▸ Фрагмент документа
──────

Уже в древней историографии (у Плутарха) отмечалась мелкая, но очень показательная деталь: в адресные формулы своих писем Александр перестал вопреки греческому обыкновению вводить благопожелание адресату. Эта грубость, конечно, задевала тех, кто получал такие послания. Исключение Александр делал только для двух человек: Антипатра, которого боялся, и афинского политического деятеля Фокиона, которого высоко ценил и старался привлечь на свою сторону. Возмущение вызывало и обожествление Александра, также создавшее глубокую пропасть между ним и его греко-македонским окружением.

Как бы то ни было, в армии Александра появились недовольные. Даже среди ближайших друзей Александра далеко не все следовали его примеру. Так, если Гефестион одобрял царя и, как и Александр, изменил образ жизни, то Кратер, занявший примерно с середины 220 г. место, ранее принадлежавшее Пармениону, подчеркнуто сохранял верность “отеческим” обычаям. Кратер, видимо, вообще не желал бездумно следовать за Александром, хотя и считал своим долгом поддерживать носителя власти; вот почему последний говаривал, что Гефестион — друг Александра, а Кратер — друг царя.

Само собой разумеется, среди македонской аристократии были не только недовольные: многие приближенные царя из верхнемакедонской знати в целом его поддерживали, тогда как выходцы из Нижней Македонии были настроены враждебно. В этом сказывалось, очевидно, стремление верхнемакедонцев, занимавших при дворе второстепенные позиции, воспользоваться моментом и оттеснить нижнемакедонскую знать, издавна окружавшую царя. Александр, власть которого нижнемакедонская верхушка пыталась ограничить, естественно, видел в ее врагах своих ближайших союзников.

──────

▸ Обязательное задание
Кого, согласно фрагменту документа, Александр продолжал приветствовать благопожеланием в адресных формулах писем?

▸ Фрагменты данных

──────

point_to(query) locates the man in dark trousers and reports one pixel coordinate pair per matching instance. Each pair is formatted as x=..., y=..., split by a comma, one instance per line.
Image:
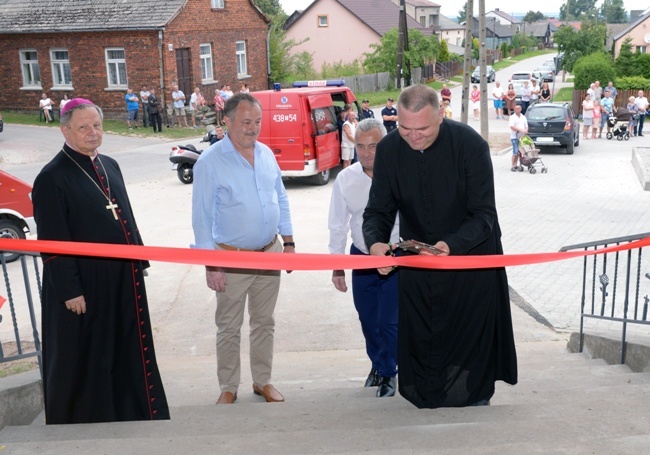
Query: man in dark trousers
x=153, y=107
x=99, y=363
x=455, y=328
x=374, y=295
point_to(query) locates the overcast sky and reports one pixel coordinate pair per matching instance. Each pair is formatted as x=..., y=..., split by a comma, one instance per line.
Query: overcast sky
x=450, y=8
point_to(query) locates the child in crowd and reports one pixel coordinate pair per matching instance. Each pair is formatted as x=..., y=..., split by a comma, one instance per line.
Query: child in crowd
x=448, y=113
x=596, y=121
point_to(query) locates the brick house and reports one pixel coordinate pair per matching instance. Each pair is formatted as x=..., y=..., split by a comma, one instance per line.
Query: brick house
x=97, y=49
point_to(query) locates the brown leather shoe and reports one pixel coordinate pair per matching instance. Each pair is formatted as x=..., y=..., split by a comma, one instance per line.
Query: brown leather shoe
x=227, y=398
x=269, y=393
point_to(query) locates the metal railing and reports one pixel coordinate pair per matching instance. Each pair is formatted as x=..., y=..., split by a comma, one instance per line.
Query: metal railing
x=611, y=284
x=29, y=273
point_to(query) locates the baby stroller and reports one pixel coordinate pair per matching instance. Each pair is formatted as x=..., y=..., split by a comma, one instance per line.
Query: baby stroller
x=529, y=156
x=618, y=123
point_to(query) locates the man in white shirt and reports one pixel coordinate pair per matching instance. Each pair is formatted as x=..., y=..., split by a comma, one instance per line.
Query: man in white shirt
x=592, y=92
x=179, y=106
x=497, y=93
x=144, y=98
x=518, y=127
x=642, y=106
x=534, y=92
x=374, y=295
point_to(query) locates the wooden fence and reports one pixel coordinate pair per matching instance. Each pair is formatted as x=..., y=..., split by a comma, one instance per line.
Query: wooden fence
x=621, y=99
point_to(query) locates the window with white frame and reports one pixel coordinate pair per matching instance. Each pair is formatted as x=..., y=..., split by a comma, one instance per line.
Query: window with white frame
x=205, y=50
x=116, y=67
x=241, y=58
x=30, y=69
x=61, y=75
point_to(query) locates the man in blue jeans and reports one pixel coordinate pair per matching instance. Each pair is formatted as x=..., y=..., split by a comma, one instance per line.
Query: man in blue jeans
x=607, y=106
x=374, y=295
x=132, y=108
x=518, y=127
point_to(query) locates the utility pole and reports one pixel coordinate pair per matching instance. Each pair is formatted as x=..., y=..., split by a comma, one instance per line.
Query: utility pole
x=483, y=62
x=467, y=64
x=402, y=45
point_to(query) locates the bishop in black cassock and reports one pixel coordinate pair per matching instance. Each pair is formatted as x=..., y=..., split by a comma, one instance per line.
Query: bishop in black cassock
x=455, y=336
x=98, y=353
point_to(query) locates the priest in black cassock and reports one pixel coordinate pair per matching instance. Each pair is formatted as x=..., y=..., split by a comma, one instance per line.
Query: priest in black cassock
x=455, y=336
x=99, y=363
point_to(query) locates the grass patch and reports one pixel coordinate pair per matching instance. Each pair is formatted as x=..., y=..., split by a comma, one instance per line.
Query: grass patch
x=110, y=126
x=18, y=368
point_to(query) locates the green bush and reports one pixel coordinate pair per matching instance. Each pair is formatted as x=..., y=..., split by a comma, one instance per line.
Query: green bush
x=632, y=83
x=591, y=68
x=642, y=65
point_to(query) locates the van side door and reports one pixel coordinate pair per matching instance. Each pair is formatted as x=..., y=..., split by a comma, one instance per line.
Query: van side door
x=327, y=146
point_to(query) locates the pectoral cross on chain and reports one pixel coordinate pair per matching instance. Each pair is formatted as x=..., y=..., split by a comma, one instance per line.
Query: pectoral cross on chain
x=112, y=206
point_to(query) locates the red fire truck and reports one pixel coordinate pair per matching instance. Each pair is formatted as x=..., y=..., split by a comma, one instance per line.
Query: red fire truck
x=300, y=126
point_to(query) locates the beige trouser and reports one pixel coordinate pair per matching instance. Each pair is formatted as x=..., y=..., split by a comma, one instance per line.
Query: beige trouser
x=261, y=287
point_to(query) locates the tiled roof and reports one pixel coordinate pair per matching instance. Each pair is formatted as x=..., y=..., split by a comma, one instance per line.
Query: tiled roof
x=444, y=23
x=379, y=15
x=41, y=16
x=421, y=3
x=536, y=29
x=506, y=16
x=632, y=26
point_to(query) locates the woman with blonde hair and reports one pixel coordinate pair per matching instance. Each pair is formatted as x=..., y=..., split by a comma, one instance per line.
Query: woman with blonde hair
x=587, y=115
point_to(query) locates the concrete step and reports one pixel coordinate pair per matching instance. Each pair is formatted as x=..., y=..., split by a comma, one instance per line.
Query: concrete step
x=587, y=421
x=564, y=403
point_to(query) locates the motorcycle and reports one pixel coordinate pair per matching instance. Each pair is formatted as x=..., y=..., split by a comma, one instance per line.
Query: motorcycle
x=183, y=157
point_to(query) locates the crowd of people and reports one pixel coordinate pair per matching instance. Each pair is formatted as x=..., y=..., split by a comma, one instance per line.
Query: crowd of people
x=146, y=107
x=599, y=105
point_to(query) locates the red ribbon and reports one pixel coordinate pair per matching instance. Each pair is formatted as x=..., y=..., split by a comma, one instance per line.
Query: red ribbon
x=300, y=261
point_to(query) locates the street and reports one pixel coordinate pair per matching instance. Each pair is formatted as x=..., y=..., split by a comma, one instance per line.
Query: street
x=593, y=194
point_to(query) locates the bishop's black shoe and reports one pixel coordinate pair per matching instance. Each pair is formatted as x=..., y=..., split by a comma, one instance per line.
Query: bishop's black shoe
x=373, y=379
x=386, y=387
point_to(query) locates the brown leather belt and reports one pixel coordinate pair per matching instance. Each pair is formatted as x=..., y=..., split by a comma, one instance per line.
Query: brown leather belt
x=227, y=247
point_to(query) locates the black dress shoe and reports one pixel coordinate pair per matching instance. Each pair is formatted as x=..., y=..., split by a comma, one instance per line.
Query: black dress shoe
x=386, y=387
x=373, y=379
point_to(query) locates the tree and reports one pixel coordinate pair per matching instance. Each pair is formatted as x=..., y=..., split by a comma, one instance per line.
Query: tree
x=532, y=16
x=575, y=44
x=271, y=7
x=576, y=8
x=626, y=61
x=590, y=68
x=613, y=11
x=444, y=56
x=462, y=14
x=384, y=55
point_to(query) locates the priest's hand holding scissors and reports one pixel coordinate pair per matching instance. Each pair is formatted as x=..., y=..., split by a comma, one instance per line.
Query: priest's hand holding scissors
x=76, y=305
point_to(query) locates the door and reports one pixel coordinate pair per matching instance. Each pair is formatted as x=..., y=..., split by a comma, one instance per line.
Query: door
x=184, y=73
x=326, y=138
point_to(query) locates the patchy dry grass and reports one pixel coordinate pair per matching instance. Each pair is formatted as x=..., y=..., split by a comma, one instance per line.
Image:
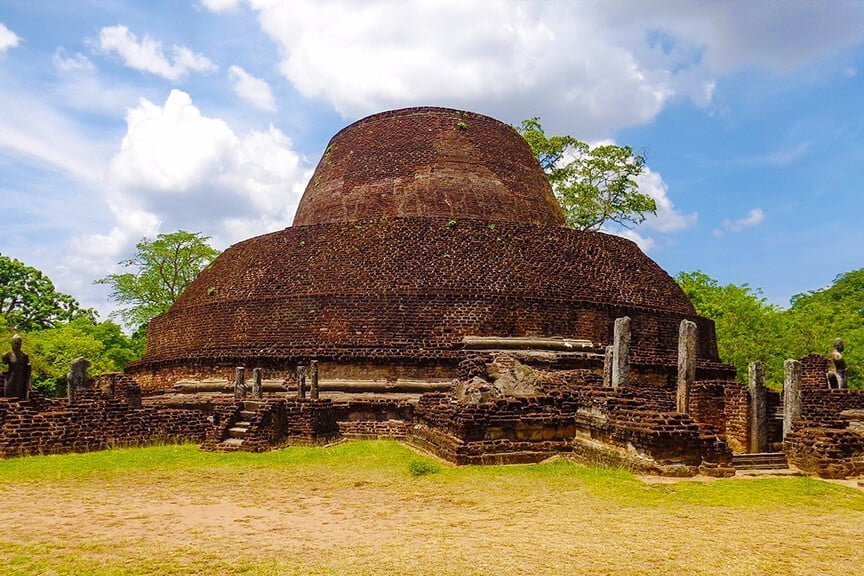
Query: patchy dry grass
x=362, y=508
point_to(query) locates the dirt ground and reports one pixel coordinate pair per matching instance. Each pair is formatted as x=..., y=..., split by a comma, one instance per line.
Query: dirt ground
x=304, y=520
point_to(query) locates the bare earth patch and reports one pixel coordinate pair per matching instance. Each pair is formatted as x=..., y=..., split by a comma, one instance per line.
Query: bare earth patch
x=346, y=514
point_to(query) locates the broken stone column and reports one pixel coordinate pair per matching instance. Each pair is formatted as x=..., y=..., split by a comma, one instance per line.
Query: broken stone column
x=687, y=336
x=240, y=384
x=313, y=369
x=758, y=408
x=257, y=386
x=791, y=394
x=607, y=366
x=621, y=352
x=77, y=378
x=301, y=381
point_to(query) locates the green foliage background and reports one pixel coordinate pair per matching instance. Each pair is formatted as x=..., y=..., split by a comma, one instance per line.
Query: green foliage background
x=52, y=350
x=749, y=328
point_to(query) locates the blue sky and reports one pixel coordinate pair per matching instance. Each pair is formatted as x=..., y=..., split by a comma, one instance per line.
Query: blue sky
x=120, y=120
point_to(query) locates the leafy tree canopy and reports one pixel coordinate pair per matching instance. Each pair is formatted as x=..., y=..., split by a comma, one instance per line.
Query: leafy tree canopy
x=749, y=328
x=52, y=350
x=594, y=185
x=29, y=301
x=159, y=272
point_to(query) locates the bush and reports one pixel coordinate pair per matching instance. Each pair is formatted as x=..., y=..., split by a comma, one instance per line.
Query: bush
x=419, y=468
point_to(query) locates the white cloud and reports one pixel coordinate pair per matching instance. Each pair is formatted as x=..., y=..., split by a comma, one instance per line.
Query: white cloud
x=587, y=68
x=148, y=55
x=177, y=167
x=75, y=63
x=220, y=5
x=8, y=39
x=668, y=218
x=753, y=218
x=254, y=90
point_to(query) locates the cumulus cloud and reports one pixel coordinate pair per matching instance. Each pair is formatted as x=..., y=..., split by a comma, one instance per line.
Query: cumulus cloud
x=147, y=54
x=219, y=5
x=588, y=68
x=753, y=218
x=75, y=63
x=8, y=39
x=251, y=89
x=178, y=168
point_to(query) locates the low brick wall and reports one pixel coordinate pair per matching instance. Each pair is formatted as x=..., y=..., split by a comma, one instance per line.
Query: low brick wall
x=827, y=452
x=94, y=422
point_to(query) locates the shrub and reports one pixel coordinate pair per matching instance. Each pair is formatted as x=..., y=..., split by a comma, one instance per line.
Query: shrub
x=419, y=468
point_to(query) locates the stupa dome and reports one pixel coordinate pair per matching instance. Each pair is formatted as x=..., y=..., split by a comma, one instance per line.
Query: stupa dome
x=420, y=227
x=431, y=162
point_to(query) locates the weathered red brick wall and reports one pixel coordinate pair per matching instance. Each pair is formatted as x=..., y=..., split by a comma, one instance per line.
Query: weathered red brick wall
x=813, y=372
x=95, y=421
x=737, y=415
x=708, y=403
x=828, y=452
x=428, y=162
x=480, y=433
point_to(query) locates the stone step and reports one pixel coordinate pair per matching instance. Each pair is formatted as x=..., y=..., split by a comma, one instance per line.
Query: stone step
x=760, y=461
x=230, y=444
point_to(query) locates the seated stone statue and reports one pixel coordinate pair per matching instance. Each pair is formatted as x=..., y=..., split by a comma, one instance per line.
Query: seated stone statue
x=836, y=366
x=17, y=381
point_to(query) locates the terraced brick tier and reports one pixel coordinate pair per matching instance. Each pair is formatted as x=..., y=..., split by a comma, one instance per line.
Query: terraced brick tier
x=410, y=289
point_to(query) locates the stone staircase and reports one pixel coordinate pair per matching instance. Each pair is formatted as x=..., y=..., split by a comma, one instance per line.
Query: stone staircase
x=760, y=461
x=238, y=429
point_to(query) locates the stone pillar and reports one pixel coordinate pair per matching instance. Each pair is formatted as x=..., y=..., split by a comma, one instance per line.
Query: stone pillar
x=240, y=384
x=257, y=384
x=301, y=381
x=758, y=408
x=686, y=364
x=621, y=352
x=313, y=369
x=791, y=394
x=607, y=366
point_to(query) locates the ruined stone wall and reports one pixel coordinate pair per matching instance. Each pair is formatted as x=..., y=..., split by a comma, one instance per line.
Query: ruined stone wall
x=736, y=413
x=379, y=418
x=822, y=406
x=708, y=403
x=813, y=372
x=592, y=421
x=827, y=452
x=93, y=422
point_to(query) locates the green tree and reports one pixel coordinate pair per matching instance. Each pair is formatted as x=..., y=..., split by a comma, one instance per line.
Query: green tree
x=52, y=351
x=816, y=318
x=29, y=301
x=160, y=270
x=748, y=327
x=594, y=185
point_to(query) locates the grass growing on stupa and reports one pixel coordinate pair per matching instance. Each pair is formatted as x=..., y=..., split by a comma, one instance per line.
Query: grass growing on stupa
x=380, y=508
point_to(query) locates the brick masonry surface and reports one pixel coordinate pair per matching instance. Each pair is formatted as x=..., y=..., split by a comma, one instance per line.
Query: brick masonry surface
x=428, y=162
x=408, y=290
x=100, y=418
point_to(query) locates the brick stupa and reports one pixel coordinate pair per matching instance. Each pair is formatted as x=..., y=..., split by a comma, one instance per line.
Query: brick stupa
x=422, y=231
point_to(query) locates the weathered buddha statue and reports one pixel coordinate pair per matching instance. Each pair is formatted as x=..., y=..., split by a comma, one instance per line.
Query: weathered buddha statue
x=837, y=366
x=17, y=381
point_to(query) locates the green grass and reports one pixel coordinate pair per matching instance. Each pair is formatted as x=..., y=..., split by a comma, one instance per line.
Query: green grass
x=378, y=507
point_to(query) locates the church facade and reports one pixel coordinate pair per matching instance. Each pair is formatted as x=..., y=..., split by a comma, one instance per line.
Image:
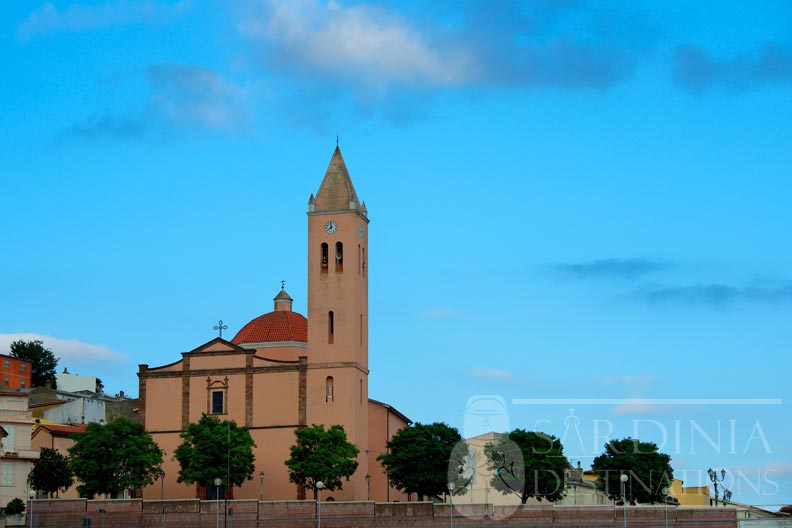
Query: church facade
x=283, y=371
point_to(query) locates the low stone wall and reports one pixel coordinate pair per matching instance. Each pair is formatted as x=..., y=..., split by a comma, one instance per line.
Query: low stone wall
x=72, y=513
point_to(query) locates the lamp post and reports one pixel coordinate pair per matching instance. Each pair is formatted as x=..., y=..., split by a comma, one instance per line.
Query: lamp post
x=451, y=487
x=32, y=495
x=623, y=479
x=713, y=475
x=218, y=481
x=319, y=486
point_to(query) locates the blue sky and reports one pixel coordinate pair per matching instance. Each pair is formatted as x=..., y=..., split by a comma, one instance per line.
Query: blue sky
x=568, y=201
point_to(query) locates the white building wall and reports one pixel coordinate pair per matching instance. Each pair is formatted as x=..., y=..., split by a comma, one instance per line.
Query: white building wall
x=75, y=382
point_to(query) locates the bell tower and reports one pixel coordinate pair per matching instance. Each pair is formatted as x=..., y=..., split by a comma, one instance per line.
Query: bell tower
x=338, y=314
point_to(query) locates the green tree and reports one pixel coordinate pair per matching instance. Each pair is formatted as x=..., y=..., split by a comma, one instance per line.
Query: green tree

──────

▸ Решение задачи
Антипатра и афинского политического деятеля Фокиона.